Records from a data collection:

####

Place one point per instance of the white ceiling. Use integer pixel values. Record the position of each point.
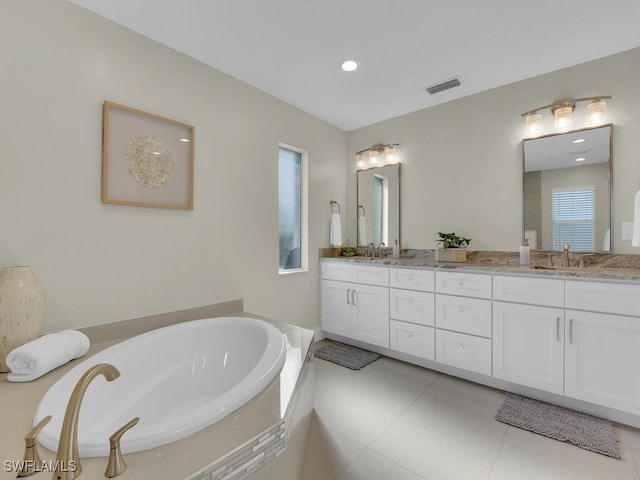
(292, 49)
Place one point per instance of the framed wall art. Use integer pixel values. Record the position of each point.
(147, 160)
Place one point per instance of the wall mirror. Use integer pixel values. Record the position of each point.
(378, 205)
(568, 191)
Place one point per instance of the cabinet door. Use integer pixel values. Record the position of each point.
(371, 315)
(528, 345)
(335, 316)
(602, 359)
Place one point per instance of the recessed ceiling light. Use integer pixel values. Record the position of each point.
(350, 65)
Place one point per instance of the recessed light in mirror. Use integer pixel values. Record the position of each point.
(350, 65)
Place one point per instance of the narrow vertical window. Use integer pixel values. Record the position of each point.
(292, 210)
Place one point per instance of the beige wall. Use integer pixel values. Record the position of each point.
(101, 263)
(462, 161)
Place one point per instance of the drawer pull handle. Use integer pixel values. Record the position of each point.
(571, 330)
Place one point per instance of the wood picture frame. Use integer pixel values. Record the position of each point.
(147, 160)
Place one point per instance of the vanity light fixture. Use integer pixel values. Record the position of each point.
(377, 155)
(563, 114)
(596, 112)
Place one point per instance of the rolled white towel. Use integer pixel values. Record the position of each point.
(362, 231)
(40, 356)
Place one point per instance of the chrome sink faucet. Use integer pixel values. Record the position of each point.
(67, 460)
(371, 250)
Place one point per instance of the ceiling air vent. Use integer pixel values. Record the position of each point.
(443, 86)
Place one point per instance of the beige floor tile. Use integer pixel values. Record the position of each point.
(396, 379)
(328, 452)
(519, 463)
(372, 466)
(464, 402)
(437, 448)
(357, 412)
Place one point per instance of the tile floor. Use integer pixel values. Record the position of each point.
(395, 421)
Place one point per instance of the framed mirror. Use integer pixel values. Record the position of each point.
(378, 205)
(568, 191)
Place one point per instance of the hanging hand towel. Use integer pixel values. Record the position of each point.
(635, 239)
(335, 236)
(40, 356)
(362, 230)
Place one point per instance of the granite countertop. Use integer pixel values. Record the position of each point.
(605, 266)
(175, 460)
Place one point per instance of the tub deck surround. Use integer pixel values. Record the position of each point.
(605, 266)
(269, 411)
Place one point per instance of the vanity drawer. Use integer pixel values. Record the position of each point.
(412, 279)
(464, 351)
(463, 314)
(411, 306)
(466, 284)
(603, 297)
(336, 271)
(412, 339)
(534, 291)
(371, 275)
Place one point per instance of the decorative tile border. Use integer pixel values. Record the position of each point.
(256, 452)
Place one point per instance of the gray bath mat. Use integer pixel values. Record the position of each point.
(346, 355)
(585, 431)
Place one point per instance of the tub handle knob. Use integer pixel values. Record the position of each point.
(116, 465)
(32, 462)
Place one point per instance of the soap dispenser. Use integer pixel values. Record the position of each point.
(525, 253)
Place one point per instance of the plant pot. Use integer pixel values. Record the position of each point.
(454, 255)
(22, 301)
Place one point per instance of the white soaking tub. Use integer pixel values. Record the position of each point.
(178, 380)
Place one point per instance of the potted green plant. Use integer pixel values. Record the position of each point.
(451, 248)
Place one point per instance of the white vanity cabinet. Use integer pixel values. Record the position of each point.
(411, 312)
(528, 336)
(602, 352)
(463, 321)
(355, 302)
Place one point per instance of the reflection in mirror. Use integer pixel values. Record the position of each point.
(379, 205)
(567, 190)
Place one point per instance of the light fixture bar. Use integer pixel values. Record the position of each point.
(378, 147)
(561, 102)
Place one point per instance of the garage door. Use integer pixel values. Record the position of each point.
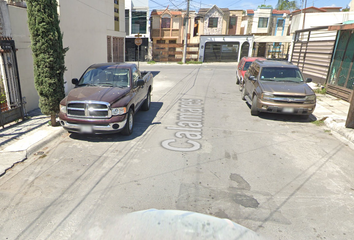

####

> _Prompt_
List every line in the entries above that contains the word "light", copying each line in full.

> _Full answer_
Place one point per instance of the recessed ceiling light. Use integer pixel values. Record the position of each point.
Place one point per instance of the recessed light in mirror. Use integer pixel values. Record the position of each point.
Place one point per instance of the vanity light fixture. Use integer pixel values. Record the position of each point.
Place one point per instance of the light fixture bar. Use integer pixel values. Record the position of each point.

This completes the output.